Fragmento de página –
........

Oscar y yo, siempre nos levantábamos al alba, ayudábamos a mi papá a recoger leña para el calentador y que mi mamá se pudiera bañar con agua caliente. Dicho sea de paso, era la única que se bañaba, en Tepoztlán no era obligatorio el baño diario. Y ahí íbamos Oscar y yo, detrás de Chucho, el "Oso" Hammeken, buscando leña seca y encontrando aromas de campo, anís y felicidad. Y por las noches, preparábamos una fogata para asar salchichas y malvaviscos y contemplábamos las estrellas en el cielo y las luciérnagas en el campo que parecían otras estrellas que bailaban al rededor nuestro. En la casa no había electricidad, y en ese entonces, no había casas alrededor, así que la oscuridad era absoluta, contundente y te abrazaba de tal manera que podías sentir su peso en el cuerpo, pero estábamos con mi papá...estábamos a salvo.

........

[Ítems de un conjunto de datos]
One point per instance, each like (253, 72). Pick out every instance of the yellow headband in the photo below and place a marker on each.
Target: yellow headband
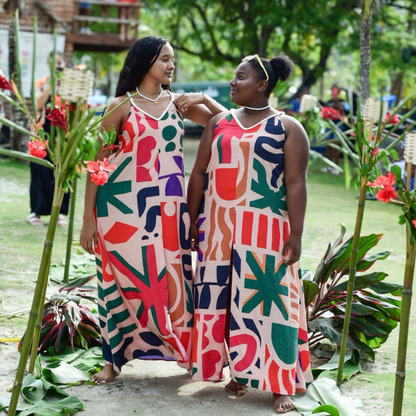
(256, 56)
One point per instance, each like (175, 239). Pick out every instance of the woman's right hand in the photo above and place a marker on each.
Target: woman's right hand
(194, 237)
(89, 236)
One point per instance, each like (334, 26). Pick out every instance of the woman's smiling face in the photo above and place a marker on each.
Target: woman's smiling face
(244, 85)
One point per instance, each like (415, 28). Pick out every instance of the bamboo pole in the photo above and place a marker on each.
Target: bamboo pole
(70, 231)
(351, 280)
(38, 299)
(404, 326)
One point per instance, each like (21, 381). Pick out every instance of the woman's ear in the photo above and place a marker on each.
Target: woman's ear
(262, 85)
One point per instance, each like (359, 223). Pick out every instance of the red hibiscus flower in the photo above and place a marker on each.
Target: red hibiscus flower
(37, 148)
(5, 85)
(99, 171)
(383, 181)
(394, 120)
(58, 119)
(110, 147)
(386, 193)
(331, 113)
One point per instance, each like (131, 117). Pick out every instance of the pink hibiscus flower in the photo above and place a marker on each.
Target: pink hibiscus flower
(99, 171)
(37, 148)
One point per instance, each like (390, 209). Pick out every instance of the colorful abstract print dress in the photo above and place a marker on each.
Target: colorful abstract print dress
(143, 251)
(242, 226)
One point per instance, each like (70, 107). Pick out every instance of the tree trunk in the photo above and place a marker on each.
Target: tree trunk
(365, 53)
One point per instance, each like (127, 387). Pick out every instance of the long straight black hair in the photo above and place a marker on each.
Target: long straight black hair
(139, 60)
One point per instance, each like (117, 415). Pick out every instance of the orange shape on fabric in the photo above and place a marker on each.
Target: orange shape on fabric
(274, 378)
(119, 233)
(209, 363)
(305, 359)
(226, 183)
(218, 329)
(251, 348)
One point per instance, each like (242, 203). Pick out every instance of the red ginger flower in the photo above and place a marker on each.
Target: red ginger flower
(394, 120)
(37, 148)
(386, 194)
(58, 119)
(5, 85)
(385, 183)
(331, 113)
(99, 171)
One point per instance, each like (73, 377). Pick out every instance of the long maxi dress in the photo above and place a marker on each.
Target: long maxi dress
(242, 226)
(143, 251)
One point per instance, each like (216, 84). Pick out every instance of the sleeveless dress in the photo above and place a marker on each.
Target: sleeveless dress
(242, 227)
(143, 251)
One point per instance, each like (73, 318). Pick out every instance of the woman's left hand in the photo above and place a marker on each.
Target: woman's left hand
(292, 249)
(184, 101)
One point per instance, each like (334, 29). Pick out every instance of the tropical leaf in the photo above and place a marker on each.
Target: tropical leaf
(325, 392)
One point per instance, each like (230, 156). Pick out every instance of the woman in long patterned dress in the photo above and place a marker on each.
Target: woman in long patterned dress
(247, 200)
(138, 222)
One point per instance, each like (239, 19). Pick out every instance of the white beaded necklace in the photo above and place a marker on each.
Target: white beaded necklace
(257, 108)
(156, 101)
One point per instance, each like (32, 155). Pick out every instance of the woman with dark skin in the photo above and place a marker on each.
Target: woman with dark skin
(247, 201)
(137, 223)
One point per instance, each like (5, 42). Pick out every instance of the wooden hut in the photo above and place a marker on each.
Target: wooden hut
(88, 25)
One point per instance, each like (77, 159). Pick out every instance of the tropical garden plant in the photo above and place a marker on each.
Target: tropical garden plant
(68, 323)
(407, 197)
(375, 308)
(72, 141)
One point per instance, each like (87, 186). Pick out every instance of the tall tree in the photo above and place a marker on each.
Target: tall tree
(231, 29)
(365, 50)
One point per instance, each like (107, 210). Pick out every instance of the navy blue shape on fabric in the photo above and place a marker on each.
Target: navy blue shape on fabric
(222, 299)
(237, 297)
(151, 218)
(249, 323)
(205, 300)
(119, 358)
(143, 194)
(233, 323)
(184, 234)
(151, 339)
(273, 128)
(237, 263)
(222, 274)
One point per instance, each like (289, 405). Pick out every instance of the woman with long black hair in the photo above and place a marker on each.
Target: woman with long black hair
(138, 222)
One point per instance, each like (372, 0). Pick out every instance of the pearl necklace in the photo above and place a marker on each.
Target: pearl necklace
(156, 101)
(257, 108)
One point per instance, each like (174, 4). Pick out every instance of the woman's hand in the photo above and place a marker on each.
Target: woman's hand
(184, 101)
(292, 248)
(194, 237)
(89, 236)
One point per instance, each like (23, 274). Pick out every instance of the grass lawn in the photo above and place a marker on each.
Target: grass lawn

........

Enunciado –
Copie literalmente el pasaje del fragmento sobre Tepoztlán que va desde "Oscar y yo, siempre" hasta "papá...estábamos a salvo.". Los ítems no intervienen en este ejercicio.

Espacio de respuesta –
Oscar y yo, siempre nos levantábamos al alba, ayudábamos a mi papá a recoger leña para el calentador y que mi mamá se pudiera bañar con agua caliente. Dicho sea de paso, era la única que se bañaba, en Tepoztlán no era obligatorio el baño diario. Y ahí íbamos Oscar y yo, detrás de Chucho, el "Oso" Hammeken, buscando leña seca y encontrando aromas de campo, anís y felicidad. Y por las noches, preparábamos una fogata para asar salchichas y malvaviscos y contemplábamos las estrellas en el cielo y las luciérnagas en el campo que parecían otras estrellas que bailaban al rededor nuestro. En la casa no había electricidad, y en ese entonces, no había casas alrededor, así que la oscuridad era absoluta, contundente y te abrazaba de tal manera que podías sentir su peso en el cuerpo, pero estábamos con mi papá...estábamos a salvo.